### Instructions for the task
Skipping each picture, output the entries exactly as they stand below.

____________________

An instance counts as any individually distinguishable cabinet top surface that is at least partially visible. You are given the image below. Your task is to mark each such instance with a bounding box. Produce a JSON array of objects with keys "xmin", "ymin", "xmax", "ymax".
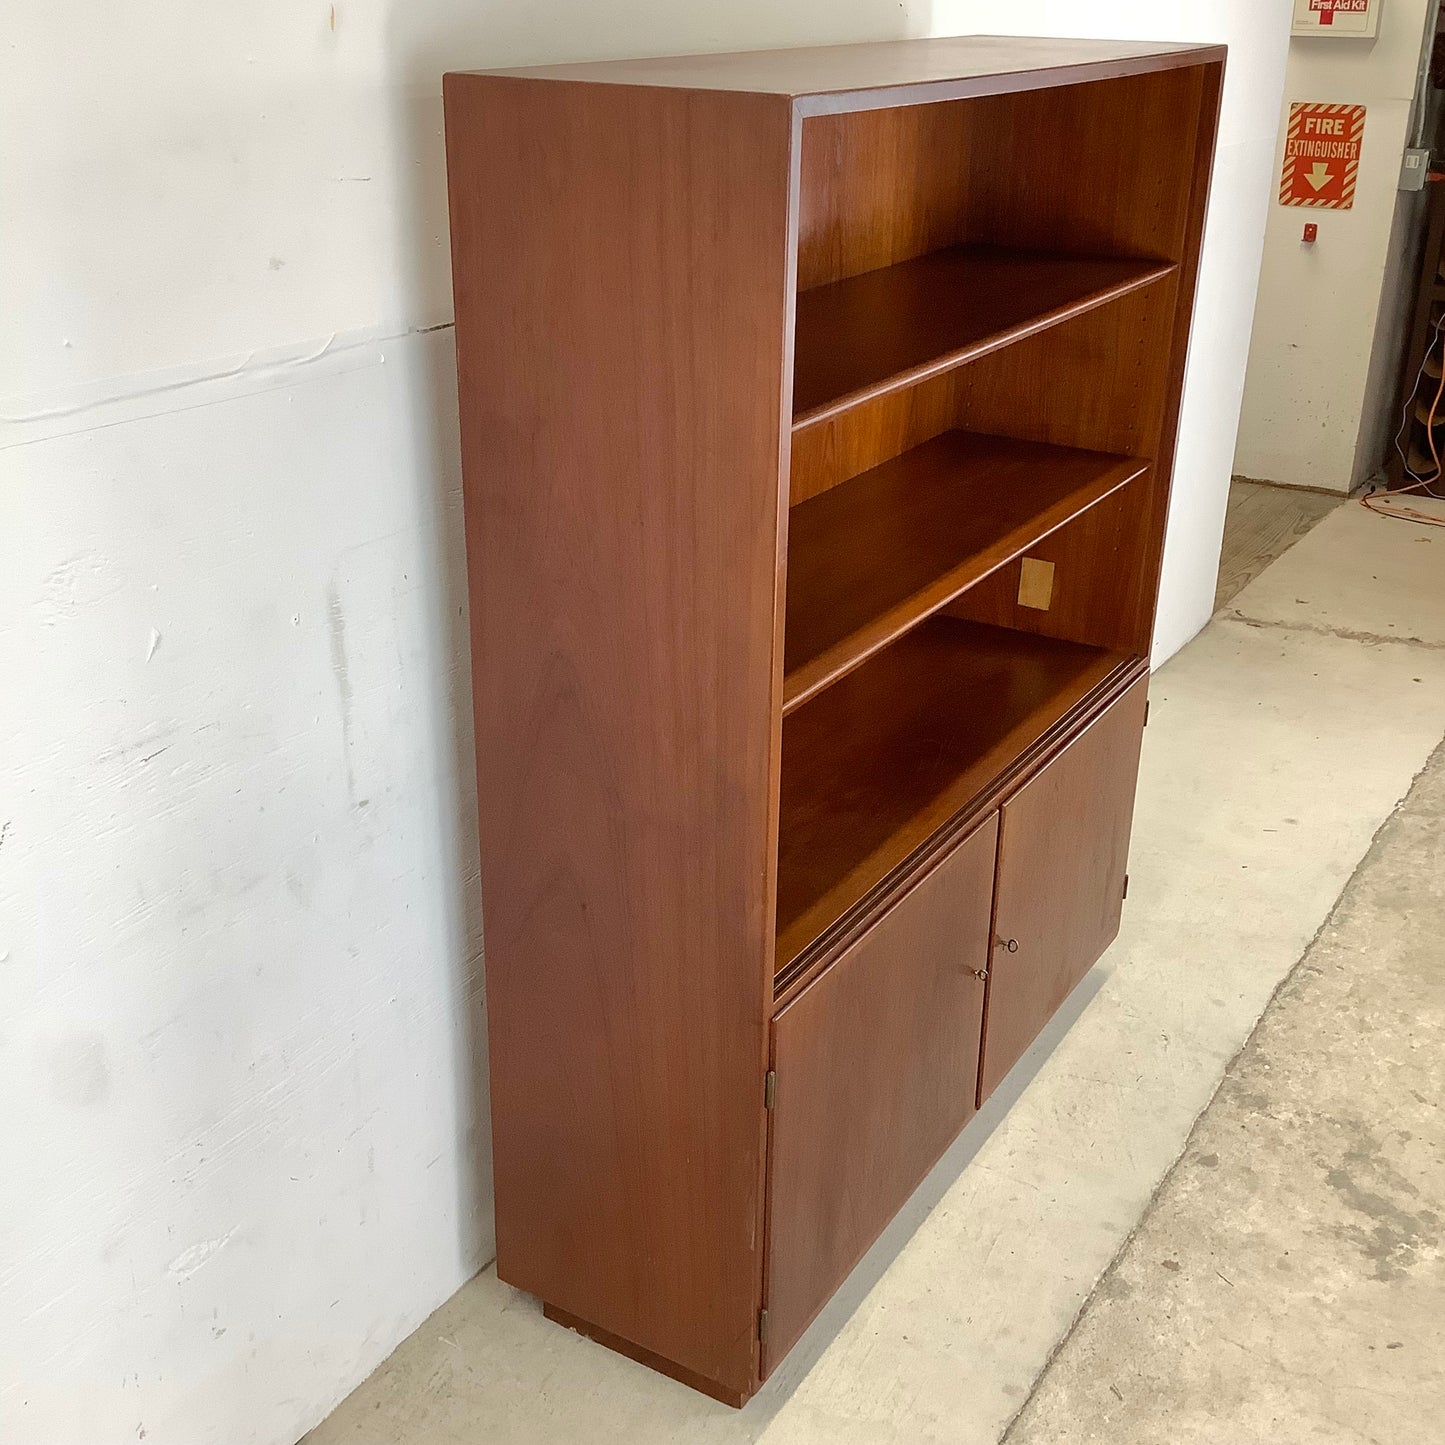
[{"xmin": 450, "ymin": 35, "xmax": 1224, "ymax": 100}]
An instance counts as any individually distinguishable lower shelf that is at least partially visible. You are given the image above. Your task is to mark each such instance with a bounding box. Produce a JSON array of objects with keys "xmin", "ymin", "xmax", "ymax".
[{"xmin": 775, "ymin": 616, "xmax": 1133, "ymax": 973}]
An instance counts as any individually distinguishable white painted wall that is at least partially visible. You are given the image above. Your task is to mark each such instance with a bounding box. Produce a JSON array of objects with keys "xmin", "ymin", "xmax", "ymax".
[
  {"xmin": 1235, "ymin": 0, "xmax": 1433, "ymax": 491},
  {"xmin": 0, "ymin": 6, "xmax": 1286, "ymax": 1445}
]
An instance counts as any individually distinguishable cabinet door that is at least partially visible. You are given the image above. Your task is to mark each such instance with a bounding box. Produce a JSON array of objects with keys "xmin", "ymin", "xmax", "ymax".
[
  {"xmin": 763, "ymin": 815, "xmax": 998, "ymax": 1374},
  {"xmin": 978, "ymin": 676, "xmax": 1149, "ymax": 1104}
]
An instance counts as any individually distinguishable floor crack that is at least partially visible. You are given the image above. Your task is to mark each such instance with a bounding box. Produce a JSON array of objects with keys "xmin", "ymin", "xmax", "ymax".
[
  {"xmin": 997, "ymin": 737, "xmax": 1445, "ymax": 1443},
  {"xmin": 1222, "ymin": 610, "xmax": 1445, "ymax": 651}
]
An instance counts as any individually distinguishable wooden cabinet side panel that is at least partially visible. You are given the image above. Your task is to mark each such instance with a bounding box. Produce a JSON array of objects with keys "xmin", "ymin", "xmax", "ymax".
[
  {"xmin": 443, "ymin": 76, "xmax": 794, "ymax": 1396},
  {"xmin": 979, "ymin": 676, "xmax": 1149, "ymax": 1103},
  {"xmin": 1129, "ymin": 58, "xmax": 1225, "ymax": 652},
  {"xmin": 764, "ymin": 815, "xmax": 998, "ymax": 1373}
]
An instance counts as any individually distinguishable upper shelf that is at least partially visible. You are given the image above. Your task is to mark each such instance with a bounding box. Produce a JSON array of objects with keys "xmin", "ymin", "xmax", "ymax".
[
  {"xmin": 783, "ymin": 431, "xmax": 1145, "ymax": 713},
  {"xmin": 791, "ymin": 245, "xmax": 1175, "ymax": 430}
]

____________________

### Response to the exercise
An instance counts as any individually distinguishable cabinet top surface that is at least partially visible. You are given the image below. Your task is to mark each such instance with a bounding box. Produce a JSON array of objects with keys "xmin", "ymin", "xmax", "ymax".
[{"xmin": 450, "ymin": 35, "xmax": 1224, "ymax": 100}]
An instance counts as any individually distinguishable lower shelf that is at least partially visible. You are given the image above. Your task is to mark each such instance with a bounding box. Produce a JSON array of objects with keys "xmin", "ymin", "xmax", "ymax".
[{"xmin": 775, "ymin": 616, "xmax": 1133, "ymax": 973}]
An instance counts as any individually distinguishable white painted wall that is at least partially visible. You are given the image above. Your task is to mark each such instance with a bounding box. Produce a JSON array of objects with keys "xmin", "ymin", "xmax", "ymax".
[
  {"xmin": 1235, "ymin": 0, "xmax": 1433, "ymax": 491},
  {"xmin": 0, "ymin": 6, "xmax": 1286, "ymax": 1445}
]
An instance counts as any individually distinguishable cabinet door that is at least partially visible. You are given the image above. Your task is to mark each such instance with a bounding box. Produce a JSON array of objects with keys "xmin", "ymin", "xmax", "ymax".
[
  {"xmin": 763, "ymin": 815, "xmax": 998, "ymax": 1374},
  {"xmin": 978, "ymin": 676, "xmax": 1149, "ymax": 1104}
]
An instance counts as any individually distinguishable floor crack that is at least partially visible. You are given the image above. Your task is to mark each such instance with a bounding box. Produce a JSON array of objects with keys "xmin", "ymin", "xmax", "ymax".
[
  {"xmin": 997, "ymin": 737, "xmax": 1445, "ymax": 1443},
  {"xmin": 1222, "ymin": 610, "xmax": 1445, "ymax": 651}
]
An instance counts as any individually distinguishable wooden cabinet side panel that is at least partially visible. You are given the image above. Your task is to mark each such instance with a bounding box. Produce a JSON array of objects with keys "xmin", "ymin", "xmax", "ymax".
[
  {"xmin": 443, "ymin": 76, "xmax": 794, "ymax": 1396},
  {"xmin": 979, "ymin": 676, "xmax": 1149, "ymax": 1103},
  {"xmin": 1129, "ymin": 58, "xmax": 1225, "ymax": 652},
  {"xmin": 764, "ymin": 815, "xmax": 998, "ymax": 1373}
]
An instance counts as any individually distinguishable upper shelf that is at least partially visible. You are given the image above. Your task is to mark each such instance with a bounding box. Produce a JSON array of objects with keys "xmin", "ymin", "xmax", "ymax".
[
  {"xmin": 783, "ymin": 431, "xmax": 1145, "ymax": 713},
  {"xmin": 791, "ymin": 245, "xmax": 1175, "ymax": 430}
]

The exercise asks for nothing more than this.